**Data provided:**
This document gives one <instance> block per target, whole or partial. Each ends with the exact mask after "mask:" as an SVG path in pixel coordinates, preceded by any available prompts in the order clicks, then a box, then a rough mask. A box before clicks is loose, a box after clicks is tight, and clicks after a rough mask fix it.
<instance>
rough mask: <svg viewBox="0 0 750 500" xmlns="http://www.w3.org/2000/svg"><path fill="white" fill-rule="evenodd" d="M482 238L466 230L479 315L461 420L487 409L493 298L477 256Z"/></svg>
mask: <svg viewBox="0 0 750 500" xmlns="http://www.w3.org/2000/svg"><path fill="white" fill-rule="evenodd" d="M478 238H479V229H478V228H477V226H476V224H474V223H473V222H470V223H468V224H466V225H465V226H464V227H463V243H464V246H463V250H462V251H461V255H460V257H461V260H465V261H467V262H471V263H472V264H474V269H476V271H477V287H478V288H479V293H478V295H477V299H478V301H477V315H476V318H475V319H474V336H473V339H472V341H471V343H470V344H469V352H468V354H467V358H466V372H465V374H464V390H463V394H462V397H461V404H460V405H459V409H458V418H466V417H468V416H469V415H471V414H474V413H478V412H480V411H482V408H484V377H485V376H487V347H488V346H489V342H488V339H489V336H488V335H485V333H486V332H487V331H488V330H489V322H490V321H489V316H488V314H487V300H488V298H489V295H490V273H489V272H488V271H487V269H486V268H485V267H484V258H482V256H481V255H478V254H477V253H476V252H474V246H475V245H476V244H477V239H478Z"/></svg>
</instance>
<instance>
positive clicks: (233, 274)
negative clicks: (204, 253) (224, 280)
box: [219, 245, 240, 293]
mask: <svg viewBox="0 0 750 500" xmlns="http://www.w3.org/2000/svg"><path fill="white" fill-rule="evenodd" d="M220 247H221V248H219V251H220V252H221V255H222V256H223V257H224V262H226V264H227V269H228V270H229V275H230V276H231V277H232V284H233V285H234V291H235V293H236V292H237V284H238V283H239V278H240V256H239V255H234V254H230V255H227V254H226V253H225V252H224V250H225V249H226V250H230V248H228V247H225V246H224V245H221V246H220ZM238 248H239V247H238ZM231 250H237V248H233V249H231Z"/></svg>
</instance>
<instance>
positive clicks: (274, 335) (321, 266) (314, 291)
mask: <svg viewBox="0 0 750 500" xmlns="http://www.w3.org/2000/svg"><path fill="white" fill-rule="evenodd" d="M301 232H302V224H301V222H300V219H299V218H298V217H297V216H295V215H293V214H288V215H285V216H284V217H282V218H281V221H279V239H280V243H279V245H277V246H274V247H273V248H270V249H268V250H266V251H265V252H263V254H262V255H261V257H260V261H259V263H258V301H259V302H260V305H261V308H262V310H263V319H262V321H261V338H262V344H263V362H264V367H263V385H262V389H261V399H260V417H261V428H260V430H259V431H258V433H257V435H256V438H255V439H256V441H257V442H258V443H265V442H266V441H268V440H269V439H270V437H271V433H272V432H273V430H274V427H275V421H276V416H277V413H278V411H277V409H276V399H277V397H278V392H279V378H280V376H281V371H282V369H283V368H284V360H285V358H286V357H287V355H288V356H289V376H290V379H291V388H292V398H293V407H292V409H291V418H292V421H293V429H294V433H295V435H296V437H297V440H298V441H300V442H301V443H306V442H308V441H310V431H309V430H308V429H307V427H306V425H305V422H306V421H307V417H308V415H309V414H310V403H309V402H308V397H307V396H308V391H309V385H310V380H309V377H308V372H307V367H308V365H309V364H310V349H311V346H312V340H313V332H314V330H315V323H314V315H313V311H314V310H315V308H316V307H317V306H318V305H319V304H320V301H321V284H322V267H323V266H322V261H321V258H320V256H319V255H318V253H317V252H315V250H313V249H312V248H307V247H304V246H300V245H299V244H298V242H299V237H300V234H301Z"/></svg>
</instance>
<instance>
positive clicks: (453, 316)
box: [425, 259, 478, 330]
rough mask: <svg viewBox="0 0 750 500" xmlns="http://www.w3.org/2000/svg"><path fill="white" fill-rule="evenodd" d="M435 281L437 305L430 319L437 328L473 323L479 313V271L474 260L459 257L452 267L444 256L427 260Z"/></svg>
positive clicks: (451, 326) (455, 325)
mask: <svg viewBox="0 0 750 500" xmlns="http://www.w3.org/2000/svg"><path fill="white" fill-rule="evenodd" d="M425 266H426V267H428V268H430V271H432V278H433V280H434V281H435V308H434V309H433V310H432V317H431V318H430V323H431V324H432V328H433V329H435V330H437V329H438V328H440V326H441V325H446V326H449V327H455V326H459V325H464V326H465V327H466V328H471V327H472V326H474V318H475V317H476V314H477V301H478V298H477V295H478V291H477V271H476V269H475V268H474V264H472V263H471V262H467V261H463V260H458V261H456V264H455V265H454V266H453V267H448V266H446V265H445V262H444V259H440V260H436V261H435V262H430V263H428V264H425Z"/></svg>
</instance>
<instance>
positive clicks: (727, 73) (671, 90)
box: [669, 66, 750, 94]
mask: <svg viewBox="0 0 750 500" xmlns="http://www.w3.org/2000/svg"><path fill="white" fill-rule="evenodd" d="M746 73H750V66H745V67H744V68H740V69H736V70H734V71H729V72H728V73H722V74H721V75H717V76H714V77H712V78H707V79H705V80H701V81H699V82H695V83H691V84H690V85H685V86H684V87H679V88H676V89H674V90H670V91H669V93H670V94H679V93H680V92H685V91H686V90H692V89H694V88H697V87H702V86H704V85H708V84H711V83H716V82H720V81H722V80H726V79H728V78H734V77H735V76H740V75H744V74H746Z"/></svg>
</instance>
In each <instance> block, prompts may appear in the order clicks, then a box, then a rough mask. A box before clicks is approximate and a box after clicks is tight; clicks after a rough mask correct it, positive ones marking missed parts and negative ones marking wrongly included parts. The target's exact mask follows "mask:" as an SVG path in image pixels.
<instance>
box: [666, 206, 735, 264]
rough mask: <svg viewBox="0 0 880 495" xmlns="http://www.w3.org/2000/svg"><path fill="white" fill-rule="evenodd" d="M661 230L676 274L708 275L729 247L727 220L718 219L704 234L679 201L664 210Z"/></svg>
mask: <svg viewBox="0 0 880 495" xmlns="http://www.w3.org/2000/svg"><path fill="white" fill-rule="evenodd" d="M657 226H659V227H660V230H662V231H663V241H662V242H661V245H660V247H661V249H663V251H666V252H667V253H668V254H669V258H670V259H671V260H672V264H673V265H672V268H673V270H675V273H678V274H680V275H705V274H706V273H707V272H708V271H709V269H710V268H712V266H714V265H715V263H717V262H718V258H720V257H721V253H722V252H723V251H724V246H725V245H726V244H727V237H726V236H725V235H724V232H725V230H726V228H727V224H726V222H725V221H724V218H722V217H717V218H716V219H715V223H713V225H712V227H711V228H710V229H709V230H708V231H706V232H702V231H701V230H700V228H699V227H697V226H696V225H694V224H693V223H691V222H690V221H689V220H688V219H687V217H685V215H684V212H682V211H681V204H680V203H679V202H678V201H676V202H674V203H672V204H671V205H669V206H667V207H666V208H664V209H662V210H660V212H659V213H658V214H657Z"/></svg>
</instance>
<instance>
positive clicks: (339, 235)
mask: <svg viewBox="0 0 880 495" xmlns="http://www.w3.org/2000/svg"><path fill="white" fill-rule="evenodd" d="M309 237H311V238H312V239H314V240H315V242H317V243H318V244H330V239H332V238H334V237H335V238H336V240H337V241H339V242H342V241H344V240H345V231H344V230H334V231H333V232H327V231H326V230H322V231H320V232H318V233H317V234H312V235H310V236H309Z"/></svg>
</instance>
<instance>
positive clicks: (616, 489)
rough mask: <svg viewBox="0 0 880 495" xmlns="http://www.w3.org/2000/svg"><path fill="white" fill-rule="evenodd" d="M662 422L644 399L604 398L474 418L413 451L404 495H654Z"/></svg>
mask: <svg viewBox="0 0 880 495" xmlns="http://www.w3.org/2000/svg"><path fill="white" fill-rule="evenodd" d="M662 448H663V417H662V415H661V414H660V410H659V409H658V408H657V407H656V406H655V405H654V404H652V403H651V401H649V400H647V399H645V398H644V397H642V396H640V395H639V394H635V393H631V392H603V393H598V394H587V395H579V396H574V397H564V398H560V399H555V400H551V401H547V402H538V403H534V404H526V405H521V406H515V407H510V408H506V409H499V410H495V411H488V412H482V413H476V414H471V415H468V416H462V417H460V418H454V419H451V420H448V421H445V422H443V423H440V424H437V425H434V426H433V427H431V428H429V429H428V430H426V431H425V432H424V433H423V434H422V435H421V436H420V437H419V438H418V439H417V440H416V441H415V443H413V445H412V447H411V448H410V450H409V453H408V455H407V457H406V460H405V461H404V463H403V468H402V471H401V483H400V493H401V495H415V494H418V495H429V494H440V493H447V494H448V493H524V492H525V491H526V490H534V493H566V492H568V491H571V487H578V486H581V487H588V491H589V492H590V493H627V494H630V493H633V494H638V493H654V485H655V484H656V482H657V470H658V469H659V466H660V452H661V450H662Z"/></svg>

**Task prompt:** Scan the data, and report each line that uses the word "negative".

**Completed task:**
negative clicks: (204, 253) (224, 280)
In each <instance> block, prompts may appear in the order clicks, then a box, then a rough mask. A box before clicks is approximate and a box after clicks is tight; clicks after a rough mask correct it, positive ones marking missed parts and negative ones marking wrongly included parts. The target's exact mask follows "mask:" as an SVG path in image pixels.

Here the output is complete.